───── RAW DATA

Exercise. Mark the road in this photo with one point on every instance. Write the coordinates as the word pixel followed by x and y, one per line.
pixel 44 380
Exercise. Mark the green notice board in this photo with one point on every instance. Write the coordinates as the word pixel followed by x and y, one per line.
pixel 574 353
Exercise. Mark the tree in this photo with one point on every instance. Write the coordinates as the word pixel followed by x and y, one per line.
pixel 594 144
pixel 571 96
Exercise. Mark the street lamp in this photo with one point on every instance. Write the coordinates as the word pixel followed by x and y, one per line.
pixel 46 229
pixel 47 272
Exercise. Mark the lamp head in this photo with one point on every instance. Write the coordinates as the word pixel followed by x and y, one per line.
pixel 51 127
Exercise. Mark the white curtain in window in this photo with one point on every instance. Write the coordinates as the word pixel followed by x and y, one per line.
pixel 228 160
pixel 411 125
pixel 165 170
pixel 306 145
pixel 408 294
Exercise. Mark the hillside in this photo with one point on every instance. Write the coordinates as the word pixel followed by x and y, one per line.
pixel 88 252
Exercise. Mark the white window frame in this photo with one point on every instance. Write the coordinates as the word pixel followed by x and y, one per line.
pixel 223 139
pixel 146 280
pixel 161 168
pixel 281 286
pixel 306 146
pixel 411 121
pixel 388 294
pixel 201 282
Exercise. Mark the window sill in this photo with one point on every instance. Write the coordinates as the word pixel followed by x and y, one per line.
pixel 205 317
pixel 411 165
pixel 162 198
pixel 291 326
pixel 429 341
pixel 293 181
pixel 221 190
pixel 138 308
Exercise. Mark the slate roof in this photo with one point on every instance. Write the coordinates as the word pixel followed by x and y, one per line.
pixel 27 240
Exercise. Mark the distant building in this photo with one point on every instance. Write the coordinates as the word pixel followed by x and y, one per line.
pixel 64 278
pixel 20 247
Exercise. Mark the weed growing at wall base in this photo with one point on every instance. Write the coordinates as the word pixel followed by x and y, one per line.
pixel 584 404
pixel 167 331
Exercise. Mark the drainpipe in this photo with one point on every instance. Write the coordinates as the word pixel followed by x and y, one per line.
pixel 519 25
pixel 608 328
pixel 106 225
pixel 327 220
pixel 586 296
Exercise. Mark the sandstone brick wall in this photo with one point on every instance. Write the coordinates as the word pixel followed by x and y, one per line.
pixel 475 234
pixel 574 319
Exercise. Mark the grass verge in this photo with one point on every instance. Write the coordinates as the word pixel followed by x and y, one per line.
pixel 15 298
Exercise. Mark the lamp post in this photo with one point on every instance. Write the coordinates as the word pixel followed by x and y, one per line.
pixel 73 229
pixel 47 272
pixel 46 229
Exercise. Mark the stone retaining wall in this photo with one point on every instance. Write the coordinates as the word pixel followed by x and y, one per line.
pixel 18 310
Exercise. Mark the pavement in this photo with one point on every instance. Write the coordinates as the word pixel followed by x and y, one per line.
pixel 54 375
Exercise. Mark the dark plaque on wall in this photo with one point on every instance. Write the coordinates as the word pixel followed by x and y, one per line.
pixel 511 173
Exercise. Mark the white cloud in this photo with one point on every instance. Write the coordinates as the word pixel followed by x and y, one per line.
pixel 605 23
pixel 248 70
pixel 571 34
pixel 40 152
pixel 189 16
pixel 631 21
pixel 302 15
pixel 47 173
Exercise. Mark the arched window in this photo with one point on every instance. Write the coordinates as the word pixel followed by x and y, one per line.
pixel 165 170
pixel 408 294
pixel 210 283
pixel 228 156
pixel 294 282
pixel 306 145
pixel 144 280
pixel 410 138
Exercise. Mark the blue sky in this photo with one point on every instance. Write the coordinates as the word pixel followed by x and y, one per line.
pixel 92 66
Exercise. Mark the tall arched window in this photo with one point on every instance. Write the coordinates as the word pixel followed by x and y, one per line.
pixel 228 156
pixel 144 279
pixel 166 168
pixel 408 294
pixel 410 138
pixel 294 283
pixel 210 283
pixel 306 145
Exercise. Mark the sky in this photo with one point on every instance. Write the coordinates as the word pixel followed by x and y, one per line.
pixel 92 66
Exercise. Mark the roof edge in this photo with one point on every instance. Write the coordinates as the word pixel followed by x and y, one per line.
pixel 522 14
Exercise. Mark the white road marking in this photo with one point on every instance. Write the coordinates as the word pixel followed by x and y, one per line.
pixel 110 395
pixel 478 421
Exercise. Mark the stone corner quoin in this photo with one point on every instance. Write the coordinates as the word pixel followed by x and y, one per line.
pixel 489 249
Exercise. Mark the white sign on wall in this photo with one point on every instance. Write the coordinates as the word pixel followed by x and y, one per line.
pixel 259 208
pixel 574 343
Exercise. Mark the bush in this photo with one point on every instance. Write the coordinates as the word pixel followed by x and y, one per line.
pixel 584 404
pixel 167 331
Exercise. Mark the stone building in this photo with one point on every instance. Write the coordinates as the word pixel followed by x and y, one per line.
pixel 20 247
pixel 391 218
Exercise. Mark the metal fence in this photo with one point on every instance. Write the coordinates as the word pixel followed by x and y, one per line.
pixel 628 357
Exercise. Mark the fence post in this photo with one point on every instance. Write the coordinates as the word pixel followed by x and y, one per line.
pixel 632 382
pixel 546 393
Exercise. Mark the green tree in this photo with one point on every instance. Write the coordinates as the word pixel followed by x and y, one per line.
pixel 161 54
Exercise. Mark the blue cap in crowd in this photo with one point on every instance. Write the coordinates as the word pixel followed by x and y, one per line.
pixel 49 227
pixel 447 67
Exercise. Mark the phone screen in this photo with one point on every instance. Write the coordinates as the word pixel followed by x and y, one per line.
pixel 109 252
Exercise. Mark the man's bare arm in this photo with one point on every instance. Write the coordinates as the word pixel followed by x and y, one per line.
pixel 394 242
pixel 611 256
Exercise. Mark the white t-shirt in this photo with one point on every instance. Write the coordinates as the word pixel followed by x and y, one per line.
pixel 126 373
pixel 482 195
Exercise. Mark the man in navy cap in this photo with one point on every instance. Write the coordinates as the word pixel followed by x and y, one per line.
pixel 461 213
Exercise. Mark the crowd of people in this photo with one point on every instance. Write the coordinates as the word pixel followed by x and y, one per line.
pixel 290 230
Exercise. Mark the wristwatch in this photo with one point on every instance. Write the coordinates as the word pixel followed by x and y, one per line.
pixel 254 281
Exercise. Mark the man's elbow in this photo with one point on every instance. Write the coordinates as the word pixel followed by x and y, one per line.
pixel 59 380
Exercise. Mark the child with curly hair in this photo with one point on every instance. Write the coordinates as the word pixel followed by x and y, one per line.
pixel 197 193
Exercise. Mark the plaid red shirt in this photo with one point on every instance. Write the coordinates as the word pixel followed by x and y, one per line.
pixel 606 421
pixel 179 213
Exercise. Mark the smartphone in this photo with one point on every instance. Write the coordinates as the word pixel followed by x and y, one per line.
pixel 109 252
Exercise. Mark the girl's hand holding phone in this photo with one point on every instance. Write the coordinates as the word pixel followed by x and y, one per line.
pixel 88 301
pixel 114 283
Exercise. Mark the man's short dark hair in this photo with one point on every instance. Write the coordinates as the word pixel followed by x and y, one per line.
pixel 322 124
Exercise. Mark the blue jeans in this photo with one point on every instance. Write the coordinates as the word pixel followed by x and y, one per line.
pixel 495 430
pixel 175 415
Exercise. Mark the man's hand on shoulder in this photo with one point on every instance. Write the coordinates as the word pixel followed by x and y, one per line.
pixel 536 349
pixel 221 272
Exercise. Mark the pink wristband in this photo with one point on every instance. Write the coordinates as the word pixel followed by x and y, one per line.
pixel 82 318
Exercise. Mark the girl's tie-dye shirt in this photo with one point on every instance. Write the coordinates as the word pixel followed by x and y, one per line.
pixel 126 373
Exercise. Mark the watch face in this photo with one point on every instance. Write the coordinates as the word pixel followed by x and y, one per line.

──────────

» PROMPT:
For this exercise, write all the records out again exactly.

» TASK OUTPUT:
Exercise. Mark the road in this photo with one point on every instance. Write the coordinates as the word pixel followed by x and y, one per line.
pixel 44 380
Exercise. Mark the green notice board in this photo with one point on every instance. Write the coordinates as the word pixel followed by x and y, one per line.
pixel 574 353
Exercise. Mark the tree in this photo with one point on every instance. Write the coordinates as the word pixel followed by x and y, one per line.
pixel 594 144
pixel 571 96
Exercise. Mark the street lamp in this photo with one point on every instance. Write the coordinates as the word pixel followed by x and y, one per line.
pixel 46 229
pixel 47 272
Exercise. Mark the lamp head in this photo with one point on every instance. Write the coordinates as the word pixel followed by x and y, one per line.
pixel 51 127
Exercise. Mark the white curtain in window in this photo with one point on every instance. Write the coordinates as the word pixel followed by x and y, one per line.
pixel 228 160
pixel 411 125
pixel 165 170
pixel 306 145
pixel 408 294
Exercise. Mark the hillside in this photo with one point on every instance. Write the coordinates as the word pixel followed by x and y, one per line.
pixel 88 252
Exercise. Mark the white window frame in this photo with one point on every instance. Write the coordinates as the word pixel followed by x and y, one per line.
pixel 223 139
pixel 146 280
pixel 161 168
pixel 281 286
pixel 306 146
pixel 411 121
pixel 388 294
pixel 201 282
Exercise. Mark the window sill in this photo with one point on every instance. Write the coordinates as the word pixel followed by x and y, one per line.
pixel 205 317
pixel 411 165
pixel 162 198
pixel 291 326
pixel 429 341
pixel 293 181
pixel 221 190
pixel 138 308
Exercise. Mark the slate roof in this photo with one point on every instance. Write the coordinates as the word pixel followed by x and y, one per line.
pixel 27 240
Exercise. Mark the distant building in this photo with one point on every instance. Write the coordinates as the word pixel followed by x and y, one per line.
pixel 64 278
pixel 20 247
Exercise. Mark the weed growing at wall base in this photo with one point on every instance. Write the coordinates as the word pixel followed by x and y, one per line.
pixel 584 404
pixel 167 331
Exercise. Mark the drainpipe in this photo with one point on every instance. Write the coordinates as the word pixel followed by x and y, one per line.
pixel 519 25
pixel 608 328
pixel 106 225
pixel 327 220
pixel 586 296
Exercise. Mark the sandstone brick wall in this photo with one point on every instance. Write the coordinates as the word pixel followed by x and y, one per line.
pixel 475 234
pixel 574 319
Exercise. Mark the grass verge in this photo with one point on every instance. Write the coordinates as the word pixel followed by x and y, one per line.
pixel 15 298
Exercise. Mark the lamp post in this photo with one point on every instance. Write the coordinates as the word pixel followed by x and y, one per line.
pixel 73 229
pixel 47 272
pixel 46 229
Exercise. Mark the stone retaining wall in this photo with one point on every instance. Write the coordinates as the word pixel followed by x and y, one per line.
pixel 18 310
Exercise. Mark the pavement in this photo with one point on every instance. Write the coordinates as the word pixel followed by x and y, one per line.
pixel 54 375
Exercise. Mark the dark plaque on wall in this photo with one point on every instance. Write the coordinates as the word pixel followed by x and y, one per line.
pixel 511 173
Exercise. Mark the white cloud in this photo with one point on every instance. Write the coordinates as the word pixel followed by x and y, one per line.
pixel 605 23
pixel 248 70
pixel 571 34
pixel 40 152
pixel 189 16
pixel 631 21
pixel 302 15
pixel 47 173
Exercise. Mark the arched window in this photo with one point on every instance. Write the coordinates as the word pixel followed by x and y, one per line.
pixel 165 170
pixel 408 294
pixel 210 283
pixel 228 156
pixel 294 282
pixel 306 145
pixel 144 280
pixel 410 138
Exercise. Mark the blue sky in this photo with one point on every instance. Write the coordinates as the word pixel followed by x and y, one per line.
pixel 92 66
Exercise. Mark the tall arched window in this photo with one point on every instance. Write the coordinates as the word pixel followed by x and y, one per line.
pixel 228 156
pixel 144 279
pixel 166 168
pixel 408 294
pixel 410 138
pixel 294 283
pixel 210 283
pixel 306 145
Exercise. Mark the sky in this photo with one point on every instance. Write the coordinates as the word pixel followed by x and y, one per line.
pixel 92 66
Exercise. Mark the roof edge in this photo with one point on every instance. Write the coordinates as the word pixel followed by x and y, one per line.
pixel 522 14
Exercise. Mark the white road marking in this photo with one point on every instance. Write the coordinates as the word pixel followed by x and y, one per line.
pixel 110 395
pixel 478 421
Exercise. Mark the stone corner quoin in this photo with one point on every instance. Write the coordinates as the word pixel followed by x and y, one per line.
pixel 489 249
Exercise. Mark the white sign on wall in this photo with one point on every instance. Write the coordinates as the word pixel followed by x and y, one per line.
pixel 259 208
pixel 574 343
Exercise. Mark the bush in this photo with one point on every instance. Write the coordinates as the word pixel followed by x and y, one per line.
pixel 584 404
pixel 167 331
Exercise. Mark the stone building in this photo with one point on every instance. Write the coordinates as the word pixel followed by x and y, one per line.
pixel 20 247
pixel 391 218
Exercise. Mark the metal fence in this photo with one point on every instance. Write the coordinates as the word pixel followed by x and y, one per line.
pixel 628 357
Exercise. Mark the fence post in this photo with one point on every instance. Write the coordinates as the word pixel followed by x and y, one per line.
pixel 632 382
pixel 546 393
Exercise. Mark the green tree in this photo with one point on every instance. Write the coordinates as the word pixel followed by x and y, one per line.
pixel 161 54
Exercise. Mark the blue cap in crowd in this photo with one point on every instance. Write the coordinates as the word pixel followed by x and y, one per line.
pixel 49 227
pixel 447 67
Exercise. Mark the phone screen in this photo with one point on every instance. Write the coordinates as the word pixel followed by x and y, one per line.
pixel 109 252
Exercise. Mark the man's bare arm in this photo with one point on every instance. Write the coordinates as the word pixel followed by x and y, one per line.
pixel 394 242
pixel 611 256
Exercise. Mark the white t-shirt in this photo with one point on every instance. Write the coordinates as the word pixel followed by x and y, one per line.
pixel 126 373
pixel 482 195
Exercise. Mark the man in navy cap in this photo with one point on every instance. Write the coordinates as the word pixel followed by x and y, one per line.
pixel 461 213
Exercise. Mark the crowd of people in this photo with one point on every instance. Write the coordinates as the word pixel followed by x and y, one per line.
pixel 290 230
Exercise. Mark the wristwatch in this photo with one point on every instance. Write the coordinates as the word pixel followed by x and y, one per line.
pixel 254 281
Exercise. Mark the man's elbow in this photo with one point on every instance. Write the coordinates as the word pixel followed by x and y, one per line.
pixel 59 380
Exercise. Mark the child with curly hair in this photo with one point on every instance. Write the coordinates as the word pixel followed by x and y, one per line.
pixel 197 193
Exercise. Mark the plaid red shirt in this photo with one point on every instance. Write the coordinates as the word pixel followed by x and y, one per line.
pixel 606 421
pixel 179 213
Exercise. Mark the smartphone in this photo with one point on every instance. Write the coordinates as the word pixel followed by x and y, one per line.
pixel 109 252
Exercise. Mark the girl's hand holding phone in this photo with one point on every instance. Write the coordinates as the word pixel followed by x and y, one per line.
pixel 88 301
pixel 114 283
Exercise. Mark the man's short dark hair in this photo with one point on every instance. Write the coordinates as the word pixel followed by x and y, one per line.
pixel 322 124
Exercise. Mark the blue jeans in this photo with one point on every instance. Write the coordinates as the word pixel followed by x and y, one per line.
pixel 495 430
pixel 175 415
Exercise. Mark the man's hand on shoulder in this photo with one point on every instance. Write the coordinates as the word pixel followed by x and y, one per line.
pixel 536 349
pixel 221 272
Exercise. Mark the pink wristband in this photo with one point on every instance. Write the coordinates as the word pixel followed by x and y, one per line.
pixel 82 318
Exercise. Mark the girl's tie-dye shirt in this photo with one point on every instance. Write the coordinates as the word pixel followed by x and y, one per line.
pixel 126 373
Exercise. Mark the watch face in this photo with one point on every instance. Write the coordinates as the word pixel followed by x and y, one per line.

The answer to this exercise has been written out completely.